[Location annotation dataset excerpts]
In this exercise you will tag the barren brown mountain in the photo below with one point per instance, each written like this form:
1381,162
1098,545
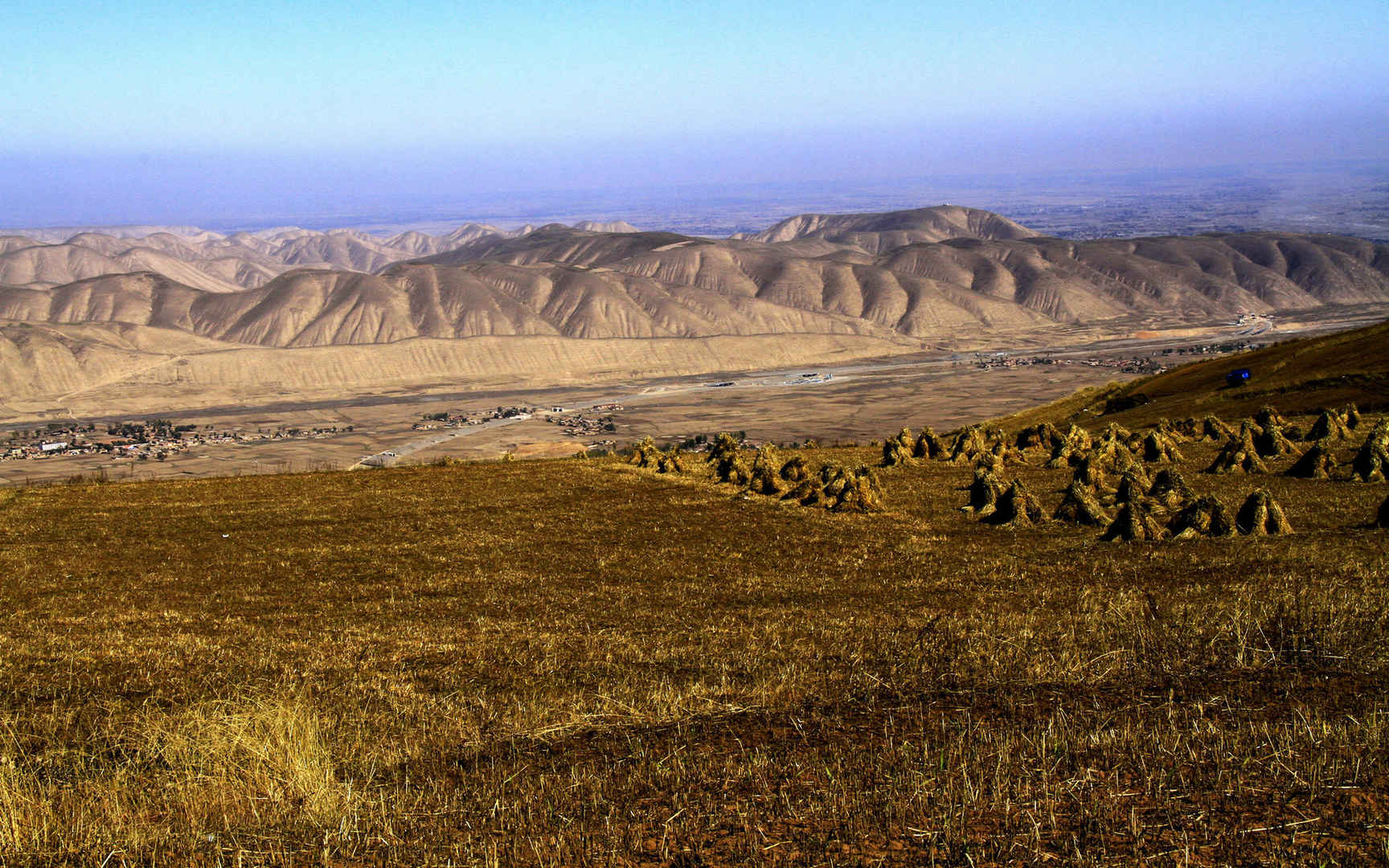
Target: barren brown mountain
849,278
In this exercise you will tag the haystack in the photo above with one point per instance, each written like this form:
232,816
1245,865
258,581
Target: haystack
724,446
984,493
860,492
1124,461
1174,432
1160,449
969,444
1317,463
1017,509
1215,429
1239,454
810,492
764,480
1091,474
1267,416
795,469
1039,436
898,450
1076,444
1330,425
1170,489
990,461
1371,463
1261,515
1202,517
1081,507
645,453
1133,522
1133,488
1271,442
928,444
671,461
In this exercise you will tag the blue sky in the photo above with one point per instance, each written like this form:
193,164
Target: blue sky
225,102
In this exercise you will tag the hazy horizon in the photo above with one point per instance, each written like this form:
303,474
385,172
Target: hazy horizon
313,112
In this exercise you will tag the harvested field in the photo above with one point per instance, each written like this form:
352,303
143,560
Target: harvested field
592,663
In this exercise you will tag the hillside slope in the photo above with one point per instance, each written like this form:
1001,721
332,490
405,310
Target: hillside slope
1297,377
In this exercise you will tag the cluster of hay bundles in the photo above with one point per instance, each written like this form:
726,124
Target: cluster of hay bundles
850,490
898,450
1215,429
765,478
1071,449
1081,507
1200,517
969,444
1261,515
928,444
1317,463
1041,436
1162,449
650,456
1016,509
984,492
1133,522
1335,424
727,457
1272,442
1239,454
906,449
1371,463
1170,489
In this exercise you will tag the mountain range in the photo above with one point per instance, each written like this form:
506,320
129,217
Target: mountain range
847,285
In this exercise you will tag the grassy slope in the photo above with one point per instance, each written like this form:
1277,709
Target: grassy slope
1305,375
580,661
547,663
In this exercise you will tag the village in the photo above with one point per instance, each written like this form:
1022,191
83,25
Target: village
139,440
589,423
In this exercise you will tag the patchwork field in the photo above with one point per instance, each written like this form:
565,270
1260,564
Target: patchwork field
572,661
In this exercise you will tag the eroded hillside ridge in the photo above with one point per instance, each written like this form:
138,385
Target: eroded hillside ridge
568,282
224,263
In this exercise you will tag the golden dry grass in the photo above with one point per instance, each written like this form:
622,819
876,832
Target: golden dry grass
589,663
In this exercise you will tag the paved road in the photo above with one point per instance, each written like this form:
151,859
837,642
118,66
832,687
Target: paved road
391,456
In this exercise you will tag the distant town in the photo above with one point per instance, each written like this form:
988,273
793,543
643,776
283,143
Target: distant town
137,440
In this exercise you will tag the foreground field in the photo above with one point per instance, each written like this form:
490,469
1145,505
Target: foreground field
585,663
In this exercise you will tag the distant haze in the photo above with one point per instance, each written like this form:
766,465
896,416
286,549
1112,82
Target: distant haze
362,113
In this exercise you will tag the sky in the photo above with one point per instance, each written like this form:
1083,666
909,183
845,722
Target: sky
168,112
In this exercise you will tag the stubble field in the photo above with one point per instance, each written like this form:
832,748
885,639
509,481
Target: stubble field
588,663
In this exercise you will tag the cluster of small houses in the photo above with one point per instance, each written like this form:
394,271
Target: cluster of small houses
1110,486
1124,366
141,440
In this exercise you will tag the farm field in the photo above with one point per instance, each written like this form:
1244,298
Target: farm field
576,661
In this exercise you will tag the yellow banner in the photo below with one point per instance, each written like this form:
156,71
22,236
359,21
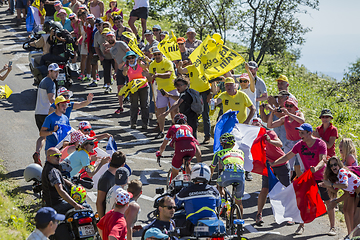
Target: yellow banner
132,86
133,43
169,47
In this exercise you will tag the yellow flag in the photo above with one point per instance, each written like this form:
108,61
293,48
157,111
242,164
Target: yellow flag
169,47
5,91
133,43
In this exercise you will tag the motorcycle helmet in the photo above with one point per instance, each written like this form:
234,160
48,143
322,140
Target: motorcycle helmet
227,138
78,193
180,118
33,172
200,173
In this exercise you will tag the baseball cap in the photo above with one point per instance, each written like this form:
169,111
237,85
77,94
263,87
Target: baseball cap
54,67
282,78
253,64
47,214
229,80
106,30
147,31
155,233
122,196
121,176
191,30
84,125
61,99
305,127
181,40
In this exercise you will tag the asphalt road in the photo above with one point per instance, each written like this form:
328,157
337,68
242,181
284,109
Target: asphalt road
19,134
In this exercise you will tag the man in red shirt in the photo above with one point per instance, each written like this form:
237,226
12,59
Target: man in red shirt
113,225
282,171
327,132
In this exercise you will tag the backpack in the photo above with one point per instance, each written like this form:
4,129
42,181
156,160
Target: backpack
197,104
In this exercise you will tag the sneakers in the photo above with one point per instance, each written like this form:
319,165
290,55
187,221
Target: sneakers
119,110
300,230
36,157
248,176
259,220
160,135
332,232
93,84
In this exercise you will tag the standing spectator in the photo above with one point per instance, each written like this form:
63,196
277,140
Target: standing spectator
45,97
113,225
162,70
8,68
133,69
121,180
260,87
192,43
151,43
118,51
237,101
140,11
293,118
157,31
46,222
97,8
327,132
203,87
131,214
312,152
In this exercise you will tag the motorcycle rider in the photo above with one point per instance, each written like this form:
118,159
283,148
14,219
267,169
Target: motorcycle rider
199,199
55,190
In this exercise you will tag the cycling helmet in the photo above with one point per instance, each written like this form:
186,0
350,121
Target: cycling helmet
180,118
200,172
227,138
78,193
33,172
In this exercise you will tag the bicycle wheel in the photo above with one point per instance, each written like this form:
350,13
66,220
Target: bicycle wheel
235,213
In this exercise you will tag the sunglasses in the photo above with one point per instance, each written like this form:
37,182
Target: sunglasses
58,155
170,207
333,165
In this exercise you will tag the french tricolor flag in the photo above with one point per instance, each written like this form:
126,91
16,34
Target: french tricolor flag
250,139
299,202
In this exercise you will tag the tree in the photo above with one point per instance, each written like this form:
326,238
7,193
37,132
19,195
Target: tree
271,26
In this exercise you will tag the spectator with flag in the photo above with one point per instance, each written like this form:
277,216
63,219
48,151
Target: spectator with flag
313,153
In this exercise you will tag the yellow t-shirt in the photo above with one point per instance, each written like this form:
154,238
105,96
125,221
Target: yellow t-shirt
238,102
196,83
162,67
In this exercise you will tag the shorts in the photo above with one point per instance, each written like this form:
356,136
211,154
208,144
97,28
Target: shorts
162,101
282,173
40,119
21,4
120,78
323,192
183,148
142,12
83,49
226,178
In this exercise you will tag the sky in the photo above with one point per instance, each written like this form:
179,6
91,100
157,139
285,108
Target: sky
333,43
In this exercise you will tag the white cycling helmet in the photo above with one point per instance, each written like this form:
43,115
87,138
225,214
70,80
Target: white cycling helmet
33,172
200,172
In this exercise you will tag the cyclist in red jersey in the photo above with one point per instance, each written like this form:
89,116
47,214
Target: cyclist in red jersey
182,140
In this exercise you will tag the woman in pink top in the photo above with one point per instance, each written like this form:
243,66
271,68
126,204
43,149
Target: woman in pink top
336,177
293,118
133,68
97,8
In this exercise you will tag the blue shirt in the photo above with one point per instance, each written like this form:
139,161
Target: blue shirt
64,126
78,160
68,109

[WHAT NEEDS TO BE DONE]
Make an exact copy of all entries above, dropping the images.

[RESULT OF THE EXERCISE]
In this exercise you will tag the barren brown mountain in the photo below with one point per instance, each written like this form:
1381,162
1098,545
Target: barren brown mountain
849,278
In this exercise you will tag the haystack in the photo above with one point per instance, each written like this form:
232,816
1245,865
258,581
Target: haystack
724,446
984,493
860,492
1124,461
1174,432
1160,449
969,444
1317,463
1017,509
1215,429
1239,454
810,492
764,480
1091,474
1267,416
795,469
1039,436
898,450
1076,444
1330,425
1170,489
990,461
1371,463
1261,515
1202,517
1081,507
645,453
1133,522
1133,488
1271,442
928,444
671,461
In this exercise you will tag the blue sky in the photo above with one point per instance, each written like this form:
193,164
Target: blue sky
225,102
In this exercise you will tag the hazy horizon in the photo above with one point per instance, each written like this form:
303,474
385,172
Target: hazy horizon
313,112
In this exercise you will tag the harvested field in the photo above with one point per instance, each written like this form:
352,303
143,560
Target: harvested field
592,663
In this exercise you will tag the hillside slope in the photo above with one point per instance, each written like this form:
1001,721
332,490
405,310
Target: hillside slope
1297,377
In this exercise you will tag the cluster of hay bundles in the photo above with one point per instance, each written like this form:
726,124
Target: cluster of hay bundles
850,490
898,450
1215,429
765,478
1071,449
1081,507
1200,517
969,444
1261,515
928,444
1317,463
1041,436
1162,449
650,456
1016,509
984,492
1133,522
1335,424
727,457
1272,442
1239,454
906,449
1371,463
1170,489
In this exercise you will tag the mountain range in the photo above with one point per instance, each written like this form:
506,320
129,217
Target: mountain range
847,285
In this exercise you will tag the grassy slope in the photo above with one point per instance, each written like this form:
1277,709
Target: grassy slope
1305,375
580,661
547,663
In this exercise you will tag the village in the photo above with one point per instance, each written like this form:
1022,191
83,25
Target: village
139,440
589,423
In this exercise you will tag the patchwork field in the photo above with one point per instance, each written like this form:
565,270
1260,564
Target: patchwork field
572,661
In this exercise you will tag the eroded hillside ridge in the photo above with one point per instance, each written like this form:
138,385
Target: eroded hillside ridge
568,282
224,263
In this exercise you will tag the golden dry grass in the photo above with one point per instance, each written like this form:
622,819
876,832
Target: golden dry grass
589,663
In this exercise you will tag the paved road in the photo above with one point per instance, each written like this form:
151,859
837,642
118,66
832,687
Target: paved road
391,456
In this exercise you will tag the distant town in the photo above with one point per instance, each written like this form:
988,273
793,543
643,776
283,143
Target: distant town
137,440
In this exercise you will tag the foreground field in the photo above with one point per instance, each written like this form:
490,469
1145,505
Target: foreground field
585,663
In this exercise you will tag the distant haze in the photo above with one point per instance, each written like this form:
766,465
896,416
286,549
1112,82
Target: distant haze
362,113
In this exercise you will tag the sky in the photo above with one point per instance, each written like this form:
1083,666
909,183
845,722
Target: sky
168,112
In this exercise you will tag the stubble field in the photo above with one point per instance, each written like this form:
832,748
885,639
509,481
Target: stubble field
588,663
In this exercise you will tag the cluster of small houses in the photo above with one point per instance, each written like this form:
394,271
Target: cluster of small houses
1110,486
1124,366
141,440
In this exercise you will tag the farm field in the photo above with one point per instance, each written like this form:
1244,298
Target: farm field
576,661
In this exercise you will tag the yellow banner in the photo below with one point per instance, each written like this form:
156,71
22,236
359,21
Target: yellow banner
132,86
133,43
169,47
In this exercise you will tag the yellow flag in the photo above with one point per instance, each written like this form:
108,61
293,48
157,111
242,164
Target: yellow flag
169,47
5,91
133,43
In this exercise you will tag the motorcycle helmet in the photo above with one point per instance, each written like this form:
234,160
48,143
322,140
Target: motorcycle helmet
227,138
78,193
180,118
33,172
200,173
In this exercise you will tag the baseball cap in the photo above with one point per instance, each written like this form:
169,111
237,85
77,94
263,87
Target: baseball cap
54,67
282,78
253,64
47,214
229,80
106,30
147,31
155,233
122,196
121,176
191,30
84,125
61,99
305,127
181,40
In this exercise you will tag the asphalt road in the photo above with one point per instance, each written like this form:
328,157
337,68
242,181
284,109
Target: asphalt road
19,134
In this exercise you will tag the man in red shirt in the photo above with one point per instance, each written like this form:
237,226
12,59
Target: man in red shirt
113,225
282,171
327,132
In this exercise you will tag the backpack in the photo above with one point per instance, each written like this form:
4,129
42,181
156,160
Target: backpack
197,104
In this exercise you will tag the sneakers in the photo above with one point per instance, each written like this form:
319,165
290,55
187,221
Target: sneakers
119,110
300,230
36,157
248,176
259,220
160,135
332,232
93,84
In this exercise you will tag the standing spectator in the photo above with one point per instance, each written like this form:
63,196
277,140
Target: standing spectator
45,97
113,225
162,70
8,68
133,69
121,180
260,87
192,43
151,43
118,51
237,101
140,11
293,118
157,31
46,222
97,8
327,132
203,87
131,214
312,152
In this exercise you will tag the motorcycle rider in the photo above with one point per instance, each written like this form:
118,159
283,148
14,219
267,169
Target: motorcycle rider
199,199
55,190
In this exercise you will tag the cycling helmet in the photo above with one point per instance, each written like this form:
186,0
350,121
Target: cycling helmet
180,118
200,172
227,138
78,193
33,172
In this exercise you will tag the bicycle wheel in the photo above with one point per instance, each written like this form:
350,13
66,220
Target: bicycle wheel
235,213
In this exercise you will tag the sunglasses in the photo above with one point per instance, each written like this form:
37,182
Target: sunglasses
58,155
170,207
333,165
In this exercise you will tag the french tricolor flag in the photo above with one point per instance, each written like this form:
126,91
16,34
Target: french tricolor flag
250,139
299,202
In this exercise you will tag the tree in the photo above with one point per instance, each written like this form:
326,238
7,193
37,132
19,195
Target: tree
271,26
In this exercise you will tag the spectator with flag in the photo above with one point per instance, each written like this form:
277,216
63,219
48,151
Target: spectator with flag
313,153
In this exercise you will tag the yellow t-shirt in the photo above with one point per instance, each written like this form:
154,238
105,96
125,221
Target: yellow t-shirt
238,102
196,83
162,67
In this exercise you will tag the shorts in the photo above with one point per instance, each written like this form:
356,136
211,154
208,144
97,28
Target: shorts
162,101
282,173
40,119
21,4
120,78
323,192
183,148
142,12
83,49
226,178
In this exercise you will tag the sky in the photo above with one point per instance, each written like this form:
179,6
91,100
157,139
285,108
Target: sky
333,43
In this exercise you will tag the white cycling helmet in the photo above with one point per instance, each written like this form:
43,115
87,138
225,214
70,80
Target: white cycling helmet
33,172
200,172
In this exercise you will tag the cyclist in red jersey in the photo above with one point per instance, each written like this form:
89,116
47,214
Target: cyclist in red jersey
182,140
In this exercise you will tag the woman in pink top in the photo above with one point per instance, each written like this form:
243,66
271,68
126,204
43,149
Target: woman in pink top
336,177
293,118
133,68
97,8
In this exercise you will tag the blue shirt in the photo above with one point per instance, each written like this form:
139,161
Target: blue shirt
64,126
78,160
68,109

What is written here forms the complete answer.